WORK ITEM:
The tail of the records, from the line containing "of the blue" through the final line, should be printed exactly and on its own.

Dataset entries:
###
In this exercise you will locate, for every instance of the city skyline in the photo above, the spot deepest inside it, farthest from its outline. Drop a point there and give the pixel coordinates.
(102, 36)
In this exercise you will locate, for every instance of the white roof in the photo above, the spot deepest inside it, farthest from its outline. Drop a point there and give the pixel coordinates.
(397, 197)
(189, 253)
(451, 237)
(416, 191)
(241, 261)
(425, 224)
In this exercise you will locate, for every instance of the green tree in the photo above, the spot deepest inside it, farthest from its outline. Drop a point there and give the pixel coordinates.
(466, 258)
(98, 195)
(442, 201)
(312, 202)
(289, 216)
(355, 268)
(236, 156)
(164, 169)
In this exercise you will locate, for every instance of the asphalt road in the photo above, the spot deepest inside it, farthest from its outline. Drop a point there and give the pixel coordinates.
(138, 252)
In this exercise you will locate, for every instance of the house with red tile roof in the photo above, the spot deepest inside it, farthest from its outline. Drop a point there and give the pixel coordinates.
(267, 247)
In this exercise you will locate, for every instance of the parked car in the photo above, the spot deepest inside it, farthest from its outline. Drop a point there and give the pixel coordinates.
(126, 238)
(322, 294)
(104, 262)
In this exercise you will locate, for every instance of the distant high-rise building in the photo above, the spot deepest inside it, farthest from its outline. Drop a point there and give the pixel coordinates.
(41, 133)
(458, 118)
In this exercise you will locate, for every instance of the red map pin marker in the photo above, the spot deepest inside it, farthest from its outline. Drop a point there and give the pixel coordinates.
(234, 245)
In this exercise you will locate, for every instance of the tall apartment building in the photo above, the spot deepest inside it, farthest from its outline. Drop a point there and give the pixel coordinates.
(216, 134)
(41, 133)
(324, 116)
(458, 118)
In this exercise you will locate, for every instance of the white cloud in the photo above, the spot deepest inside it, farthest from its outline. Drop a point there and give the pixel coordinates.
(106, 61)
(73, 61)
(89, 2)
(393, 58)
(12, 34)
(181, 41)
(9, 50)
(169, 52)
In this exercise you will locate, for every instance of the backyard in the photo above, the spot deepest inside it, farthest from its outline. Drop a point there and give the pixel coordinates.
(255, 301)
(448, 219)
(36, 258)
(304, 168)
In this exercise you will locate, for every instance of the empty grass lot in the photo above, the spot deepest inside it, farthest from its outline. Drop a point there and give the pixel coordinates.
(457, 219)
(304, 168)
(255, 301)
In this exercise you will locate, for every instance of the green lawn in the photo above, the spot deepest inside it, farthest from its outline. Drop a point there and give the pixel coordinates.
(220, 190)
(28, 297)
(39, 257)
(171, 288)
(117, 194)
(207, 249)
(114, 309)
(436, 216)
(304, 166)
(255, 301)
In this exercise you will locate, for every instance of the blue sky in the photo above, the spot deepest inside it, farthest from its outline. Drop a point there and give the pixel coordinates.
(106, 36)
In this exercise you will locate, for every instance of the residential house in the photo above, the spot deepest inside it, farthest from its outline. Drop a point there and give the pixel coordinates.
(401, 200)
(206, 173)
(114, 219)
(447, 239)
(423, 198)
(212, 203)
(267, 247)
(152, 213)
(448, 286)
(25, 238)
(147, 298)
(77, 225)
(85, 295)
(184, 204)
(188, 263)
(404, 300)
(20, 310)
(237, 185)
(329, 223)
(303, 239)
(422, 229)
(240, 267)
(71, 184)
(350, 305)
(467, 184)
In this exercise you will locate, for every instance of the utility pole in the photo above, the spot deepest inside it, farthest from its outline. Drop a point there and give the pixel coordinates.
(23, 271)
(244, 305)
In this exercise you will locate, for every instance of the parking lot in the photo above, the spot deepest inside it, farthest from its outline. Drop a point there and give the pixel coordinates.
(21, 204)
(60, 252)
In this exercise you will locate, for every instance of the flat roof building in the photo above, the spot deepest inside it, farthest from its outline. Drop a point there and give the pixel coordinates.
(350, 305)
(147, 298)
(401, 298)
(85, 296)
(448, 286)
###
ANSWER BELOW:
In this exercise you will locate, for every instance of the blue sky in the photo above, the spot deepest inside it, farthest from its outline. Drop a point there and give the pixel coordinates.
(106, 36)
In this exercise you will locate, for every instance of the residential house in the photo above, the spot deepest inside it, farthest from its outline. Drop a point there and give the pixel coordinates.
(401, 200)
(206, 173)
(114, 219)
(447, 239)
(423, 198)
(212, 203)
(267, 247)
(152, 213)
(448, 286)
(25, 238)
(147, 298)
(77, 225)
(85, 295)
(184, 204)
(188, 263)
(404, 300)
(20, 310)
(237, 185)
(329, 223)
(303, 239)
(422, 229)
(240, 267)
(71, 184)
(350, 305)
(467, 184)
In this exercise you will locate, for every instance of the utility pole in the photo above, the spot deepest inside it, farthest from its outline. Drop a point there and give the pixel coordinates.
(23, 271)
(244, 305)
In this exercise you will locate, for every instance of the parking lot in the photo above, the spot deepest inside it, farthest from its outline. Drop a point there and give the pixel coordinates.
(21, 204)
(60, 252)
In this exercise you will locate, for every instance of the flat roof building in the photo above, the spot deepest inside it, farthest from its outline. Drop a point there and give the pixel coordinates.
(350, 305)
(147, 298)
(401, 298)
(85, 296)
(448, 286)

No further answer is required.